======== Supplied text ========
But then you want to use the same stack across providers and all the proprietary technologies (even hidden from you with things like terraform) are suddenly loosing their luster.
What people usually think is “resilience up to a reasonable level of risk and cost”.
Multi-cloud is simply isn’t cost beneficial for 99.9% of problems.
And for a lot of businesses who talk about risk, saying “we followed AWS best practices but AWS went down” is an acceptable answer to the question of liability.
If you are in a position where AWS going down is a reasonable risk, then you’re already in a specialised enough domain to have engineers who understand how to deliver HA across different vendors.
Yes, I'm certainly aware of the other partitions. That's why I said all the public cloud regions outside China.
Yeah, "govcloud" is technically available to the public, although there are other partitions reserved for government use that are not, and the naming is a big hairy mess. Many service teams don't have any US-citizens-in-the-USA working for them, and they cannot in any way adequately support these regions.
My on-call experience improved significantly when I moved from the US to Canada, and I got taken off the (extremely thin!) list of engineers eligible to ssh into RDS instances in Govcloud. There were so few USA-citizen-in-USA engineers that I had been getting tickets for services and instances in Govcloud about which I had only the very thinnest knowledge… and then I was limited in my ability to consult with others who were actually experts. The customers in Govcloud paid a premium to be there, I got paged for a bunch of tickets which I was ill-prepared to handle, and it was generally a bad experience for everyone.
========
Given instruction A. According to the multi-cloud thread, for what share of problems is multi-cloud not cost beneficial?
======== Records supplied ========
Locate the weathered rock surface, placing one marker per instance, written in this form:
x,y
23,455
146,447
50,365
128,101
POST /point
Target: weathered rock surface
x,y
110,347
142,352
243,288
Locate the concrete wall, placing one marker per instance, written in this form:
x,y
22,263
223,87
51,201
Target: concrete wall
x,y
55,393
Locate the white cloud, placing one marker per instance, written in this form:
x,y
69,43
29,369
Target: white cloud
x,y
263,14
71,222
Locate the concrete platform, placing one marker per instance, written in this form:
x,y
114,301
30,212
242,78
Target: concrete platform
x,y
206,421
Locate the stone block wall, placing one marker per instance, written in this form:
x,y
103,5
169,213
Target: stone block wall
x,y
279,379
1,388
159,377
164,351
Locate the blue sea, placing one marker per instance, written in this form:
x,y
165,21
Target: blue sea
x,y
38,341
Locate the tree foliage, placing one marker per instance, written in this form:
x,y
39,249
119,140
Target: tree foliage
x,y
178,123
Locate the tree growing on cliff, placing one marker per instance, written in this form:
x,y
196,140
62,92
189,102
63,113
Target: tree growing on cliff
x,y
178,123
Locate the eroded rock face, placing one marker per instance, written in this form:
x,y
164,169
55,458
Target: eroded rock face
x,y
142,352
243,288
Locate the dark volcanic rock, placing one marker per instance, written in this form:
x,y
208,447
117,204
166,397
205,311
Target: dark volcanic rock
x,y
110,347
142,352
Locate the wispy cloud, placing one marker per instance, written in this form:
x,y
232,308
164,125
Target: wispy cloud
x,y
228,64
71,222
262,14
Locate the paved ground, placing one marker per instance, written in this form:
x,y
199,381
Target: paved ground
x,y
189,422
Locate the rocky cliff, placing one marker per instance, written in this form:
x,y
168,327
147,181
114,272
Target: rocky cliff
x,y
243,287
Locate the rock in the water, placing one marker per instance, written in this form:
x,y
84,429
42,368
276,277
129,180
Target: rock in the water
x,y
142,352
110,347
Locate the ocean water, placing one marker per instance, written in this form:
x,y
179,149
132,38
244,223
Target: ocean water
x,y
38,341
========
Given instruction B. Copy the entries verbatim, starting at the line that contains "Locate the rocky" and ending at the final line of the entries.

Complete response A. 99.9% of problems.

Complete response B.
Locate the rocky cliff, placing one marker per instance, written in this form:
x,y
168,327
147,181
114,272
Target: rocky cliff
x,y
243,287
Locate the rock in the water, placing one marker per instance, written in this form:
x,y
84,429
42,368
276,277
129,180
Target: rock in the water
x,y
142,352
110,347
Locate the ocean water, placing one marker per instance, written in this form:
x,y
179,149
132,38
244,223
Target: ocean water
x,y
38,341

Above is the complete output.